TEXTAUSZUG:
☆ ☆ ☆ ☆

Von Claudia van Laak | 26.11.2015
    Norbert Lammert kann es wunderbar ironisch- selbstironisch schildern - wie Anfang des Jahres zunächst die Krise in der Ukraine zum Untergang Europas hätte führen sollen, dann Griechenland, dann der Flüchtlingsstrom. Dass sich das Politik- und Nachrichtenkarussell immer schneller dreht, beide Seiten sich gegenseitig hochjazzen. Der Bundestagspräsident und CDU-Politiker Lammert beklagt den Alarmismus, der ein Innehalten und Nachdenken fast unmöglich macht.
    "Die Neigung, Probleme nicht nur zu entdecken, sondern als die jeweils größten zu behaupten. Am liebsten mit der gleichzeitigen Bemerkung, dass sie seit Langem vorhersehbar waren, aber in einer skandalösen Weise von allen, die es hätten wissen können, nicht wahrgenommen, jedenfalls nicht aufgegriffen, schon gar nicht gelöst worden seien. Ich fürchte, das schafft kein Vertrauen."

☆ ☆ ☆ ☆

AUFGABEN:
1 > Erkläre in ein bis drei Sätzen, aus welchem Grund Lammert im Textauszug über Norbert Lammert den Alarmismus beklagt.
2 > Knüpfe an den Textauszug über Norbert Lammert an und setze ihn ab dem letzten Satz fort.

(Datensatzeinträge)
☆ ☆ ☆ ☆

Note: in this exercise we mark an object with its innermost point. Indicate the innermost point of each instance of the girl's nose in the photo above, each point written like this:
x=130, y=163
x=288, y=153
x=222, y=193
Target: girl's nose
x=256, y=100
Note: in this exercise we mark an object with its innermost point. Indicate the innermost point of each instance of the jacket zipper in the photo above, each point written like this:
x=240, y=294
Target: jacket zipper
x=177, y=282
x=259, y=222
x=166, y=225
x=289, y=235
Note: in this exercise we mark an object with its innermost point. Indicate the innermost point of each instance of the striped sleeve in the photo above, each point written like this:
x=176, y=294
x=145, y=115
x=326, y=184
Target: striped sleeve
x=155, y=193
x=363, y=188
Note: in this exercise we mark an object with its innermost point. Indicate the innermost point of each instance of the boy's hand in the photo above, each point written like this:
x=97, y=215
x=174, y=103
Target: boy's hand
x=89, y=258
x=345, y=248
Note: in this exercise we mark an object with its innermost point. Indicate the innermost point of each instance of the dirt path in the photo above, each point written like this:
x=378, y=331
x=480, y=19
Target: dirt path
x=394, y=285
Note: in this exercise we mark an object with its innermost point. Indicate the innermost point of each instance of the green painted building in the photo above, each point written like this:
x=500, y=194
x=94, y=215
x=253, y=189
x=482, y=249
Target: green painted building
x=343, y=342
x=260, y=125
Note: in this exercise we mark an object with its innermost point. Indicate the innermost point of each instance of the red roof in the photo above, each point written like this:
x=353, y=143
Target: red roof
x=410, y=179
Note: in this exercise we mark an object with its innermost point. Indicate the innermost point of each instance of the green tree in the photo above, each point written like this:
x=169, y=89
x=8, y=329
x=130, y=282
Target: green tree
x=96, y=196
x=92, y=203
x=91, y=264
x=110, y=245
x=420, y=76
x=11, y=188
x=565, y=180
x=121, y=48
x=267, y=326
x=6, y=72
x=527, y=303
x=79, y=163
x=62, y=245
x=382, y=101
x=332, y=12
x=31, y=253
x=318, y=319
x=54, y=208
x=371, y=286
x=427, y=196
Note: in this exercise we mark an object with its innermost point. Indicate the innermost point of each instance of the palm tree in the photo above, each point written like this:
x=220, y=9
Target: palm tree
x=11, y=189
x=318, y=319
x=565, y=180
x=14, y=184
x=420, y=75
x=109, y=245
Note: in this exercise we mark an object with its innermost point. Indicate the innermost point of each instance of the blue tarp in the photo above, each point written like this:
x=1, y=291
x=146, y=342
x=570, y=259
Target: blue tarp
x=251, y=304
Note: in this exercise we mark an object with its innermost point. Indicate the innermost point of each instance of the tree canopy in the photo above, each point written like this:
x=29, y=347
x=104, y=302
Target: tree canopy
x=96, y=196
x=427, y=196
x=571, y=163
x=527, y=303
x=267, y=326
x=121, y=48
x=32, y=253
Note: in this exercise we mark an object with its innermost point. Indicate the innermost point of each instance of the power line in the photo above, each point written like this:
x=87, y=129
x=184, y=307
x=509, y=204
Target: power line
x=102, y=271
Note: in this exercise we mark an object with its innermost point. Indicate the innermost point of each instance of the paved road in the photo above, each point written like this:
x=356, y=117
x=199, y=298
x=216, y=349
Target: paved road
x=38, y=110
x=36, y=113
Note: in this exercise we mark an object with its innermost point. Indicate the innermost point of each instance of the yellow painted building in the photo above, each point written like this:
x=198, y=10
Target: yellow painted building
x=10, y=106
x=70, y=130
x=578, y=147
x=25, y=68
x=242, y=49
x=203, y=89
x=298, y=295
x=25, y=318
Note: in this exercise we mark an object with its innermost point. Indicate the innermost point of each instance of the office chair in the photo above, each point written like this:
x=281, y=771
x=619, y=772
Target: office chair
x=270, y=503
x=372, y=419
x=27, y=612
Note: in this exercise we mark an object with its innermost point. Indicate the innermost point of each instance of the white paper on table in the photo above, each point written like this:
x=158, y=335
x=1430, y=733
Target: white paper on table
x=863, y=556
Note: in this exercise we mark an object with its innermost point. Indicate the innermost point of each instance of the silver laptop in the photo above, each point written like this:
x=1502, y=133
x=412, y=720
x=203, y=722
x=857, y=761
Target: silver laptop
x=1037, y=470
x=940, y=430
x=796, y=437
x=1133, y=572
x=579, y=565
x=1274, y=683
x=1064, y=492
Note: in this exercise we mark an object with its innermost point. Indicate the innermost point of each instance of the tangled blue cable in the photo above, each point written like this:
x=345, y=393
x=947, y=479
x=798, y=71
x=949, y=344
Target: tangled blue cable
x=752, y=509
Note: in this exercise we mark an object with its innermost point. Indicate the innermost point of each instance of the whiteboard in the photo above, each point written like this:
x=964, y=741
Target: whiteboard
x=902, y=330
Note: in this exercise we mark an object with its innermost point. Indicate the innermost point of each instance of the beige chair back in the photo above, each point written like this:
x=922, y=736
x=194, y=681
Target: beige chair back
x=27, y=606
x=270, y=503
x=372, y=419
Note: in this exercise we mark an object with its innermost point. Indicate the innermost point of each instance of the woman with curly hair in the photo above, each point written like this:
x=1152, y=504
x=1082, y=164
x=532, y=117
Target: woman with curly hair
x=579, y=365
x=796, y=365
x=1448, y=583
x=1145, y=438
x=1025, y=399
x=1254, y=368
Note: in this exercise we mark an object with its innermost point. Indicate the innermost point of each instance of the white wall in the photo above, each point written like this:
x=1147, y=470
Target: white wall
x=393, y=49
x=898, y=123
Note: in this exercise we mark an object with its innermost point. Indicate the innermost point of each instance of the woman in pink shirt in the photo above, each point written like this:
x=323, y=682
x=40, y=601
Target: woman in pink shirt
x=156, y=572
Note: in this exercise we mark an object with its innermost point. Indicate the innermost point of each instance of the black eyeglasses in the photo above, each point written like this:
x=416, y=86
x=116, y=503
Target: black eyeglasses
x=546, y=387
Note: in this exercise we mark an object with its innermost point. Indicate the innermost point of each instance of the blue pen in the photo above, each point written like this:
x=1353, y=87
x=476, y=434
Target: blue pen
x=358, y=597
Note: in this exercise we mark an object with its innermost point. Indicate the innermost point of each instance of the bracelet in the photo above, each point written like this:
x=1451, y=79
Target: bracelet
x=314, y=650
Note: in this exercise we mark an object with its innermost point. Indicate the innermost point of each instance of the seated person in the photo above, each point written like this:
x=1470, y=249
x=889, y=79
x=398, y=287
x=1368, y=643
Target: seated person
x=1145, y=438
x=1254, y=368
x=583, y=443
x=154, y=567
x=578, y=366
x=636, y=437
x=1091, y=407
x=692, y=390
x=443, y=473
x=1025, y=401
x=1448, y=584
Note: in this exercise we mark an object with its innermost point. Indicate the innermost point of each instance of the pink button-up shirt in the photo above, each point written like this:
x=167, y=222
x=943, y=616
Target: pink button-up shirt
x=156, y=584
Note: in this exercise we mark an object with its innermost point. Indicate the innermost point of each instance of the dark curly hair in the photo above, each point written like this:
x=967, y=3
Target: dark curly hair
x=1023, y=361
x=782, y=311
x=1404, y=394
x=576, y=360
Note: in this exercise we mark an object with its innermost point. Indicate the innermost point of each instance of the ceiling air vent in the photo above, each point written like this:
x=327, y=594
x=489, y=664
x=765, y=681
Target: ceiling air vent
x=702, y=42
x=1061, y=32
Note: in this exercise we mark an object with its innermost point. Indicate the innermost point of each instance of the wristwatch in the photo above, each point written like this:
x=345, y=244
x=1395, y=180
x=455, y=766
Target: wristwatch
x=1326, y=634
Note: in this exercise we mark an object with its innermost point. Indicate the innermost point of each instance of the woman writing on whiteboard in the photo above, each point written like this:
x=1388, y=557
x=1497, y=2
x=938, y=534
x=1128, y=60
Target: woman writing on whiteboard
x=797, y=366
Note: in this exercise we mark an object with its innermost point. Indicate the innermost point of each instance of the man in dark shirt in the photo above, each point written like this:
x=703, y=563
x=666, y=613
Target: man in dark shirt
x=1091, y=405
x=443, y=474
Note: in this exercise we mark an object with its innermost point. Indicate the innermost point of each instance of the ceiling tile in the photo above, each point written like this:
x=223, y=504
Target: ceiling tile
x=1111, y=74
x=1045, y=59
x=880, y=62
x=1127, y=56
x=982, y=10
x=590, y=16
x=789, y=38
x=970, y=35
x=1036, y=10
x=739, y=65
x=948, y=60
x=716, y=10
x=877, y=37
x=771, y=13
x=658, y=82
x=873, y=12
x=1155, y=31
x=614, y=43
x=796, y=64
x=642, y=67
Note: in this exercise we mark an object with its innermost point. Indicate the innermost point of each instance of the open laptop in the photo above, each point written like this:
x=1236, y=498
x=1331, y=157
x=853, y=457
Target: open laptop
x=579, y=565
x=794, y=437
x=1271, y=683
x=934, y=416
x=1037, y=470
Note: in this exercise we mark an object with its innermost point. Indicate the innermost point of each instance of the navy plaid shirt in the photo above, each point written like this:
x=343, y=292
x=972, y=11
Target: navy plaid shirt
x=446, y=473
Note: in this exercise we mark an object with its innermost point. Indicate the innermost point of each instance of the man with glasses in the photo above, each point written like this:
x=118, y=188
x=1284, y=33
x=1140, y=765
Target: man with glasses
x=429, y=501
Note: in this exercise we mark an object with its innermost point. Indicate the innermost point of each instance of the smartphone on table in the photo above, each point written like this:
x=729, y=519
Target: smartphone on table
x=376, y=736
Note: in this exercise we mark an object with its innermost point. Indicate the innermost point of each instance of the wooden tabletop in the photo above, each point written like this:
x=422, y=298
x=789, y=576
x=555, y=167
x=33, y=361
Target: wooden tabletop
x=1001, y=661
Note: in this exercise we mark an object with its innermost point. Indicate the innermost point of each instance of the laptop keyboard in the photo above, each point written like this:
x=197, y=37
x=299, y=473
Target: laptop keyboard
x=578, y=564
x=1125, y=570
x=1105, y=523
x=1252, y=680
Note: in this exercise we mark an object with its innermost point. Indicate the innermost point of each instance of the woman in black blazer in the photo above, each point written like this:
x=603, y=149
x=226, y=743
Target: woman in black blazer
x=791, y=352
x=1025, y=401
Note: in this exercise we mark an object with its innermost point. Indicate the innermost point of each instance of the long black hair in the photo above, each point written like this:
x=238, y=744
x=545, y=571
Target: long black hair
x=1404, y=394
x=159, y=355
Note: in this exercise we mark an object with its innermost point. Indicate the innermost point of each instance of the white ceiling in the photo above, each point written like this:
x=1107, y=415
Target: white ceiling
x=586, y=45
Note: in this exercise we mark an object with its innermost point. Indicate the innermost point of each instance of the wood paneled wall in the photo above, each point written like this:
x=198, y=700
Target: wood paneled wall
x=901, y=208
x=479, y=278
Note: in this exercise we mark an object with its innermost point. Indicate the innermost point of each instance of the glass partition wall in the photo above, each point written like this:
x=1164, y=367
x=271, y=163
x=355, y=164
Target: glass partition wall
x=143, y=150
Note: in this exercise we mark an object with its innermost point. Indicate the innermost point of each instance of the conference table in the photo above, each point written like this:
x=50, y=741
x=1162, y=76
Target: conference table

☆ ☆ ☆ ☆

LÖSUNGEN:
1 > Lammert beklagt den Alarmismus, weil er ein Innehalten und Nachdenken fast unmöglich macht. Außerdem fürchtet er, dass die Neigung, Probleme als die jeweils größten darzustellen und anderen vorzuwerfen, sie nicht erkannt oder gelöst zu haben, kein Vertrauen schafft.

2 >
    Das Misstrauen gegenüber den Medien wächst - einer repräsentativen Umfrage von Infratest dimap zufolge haben 6 von 10 Befragten wenig oder gar kein Vertrauen in die Medien. Die Kritikpunkte: bewusste Fehlinformation und Manipulation, Einseitigkeit und schlechte Recherche. Einer von 10 Befragten ist der Ansicht, dass Deutschlands Medien nicht unabhängig sind. Bundestagspräsident Lammert rät allen Kritikern: Fahren Sie doch mal ins Ausland, lesen Sie dort Zeitung und hören Radio.
    "Immer wenn ich von mehr oder weniger großen Auslandsaufenthalten zurückkomme, wächst meine Begeisterung für die deutsche Presse sprunghaft. Weil das, was mir hier nicht gefällt, im Vergleich zu dem, was ich zu dem, was ich im Ausland beobachten kann, um solche Längen besser, seriöser, differenzierter ist, dass ich mich schon mal bei dem Gedanken ertappt habe, ob ich nicht einen Teil meiner kritischen Äußerungen revidieren sollte."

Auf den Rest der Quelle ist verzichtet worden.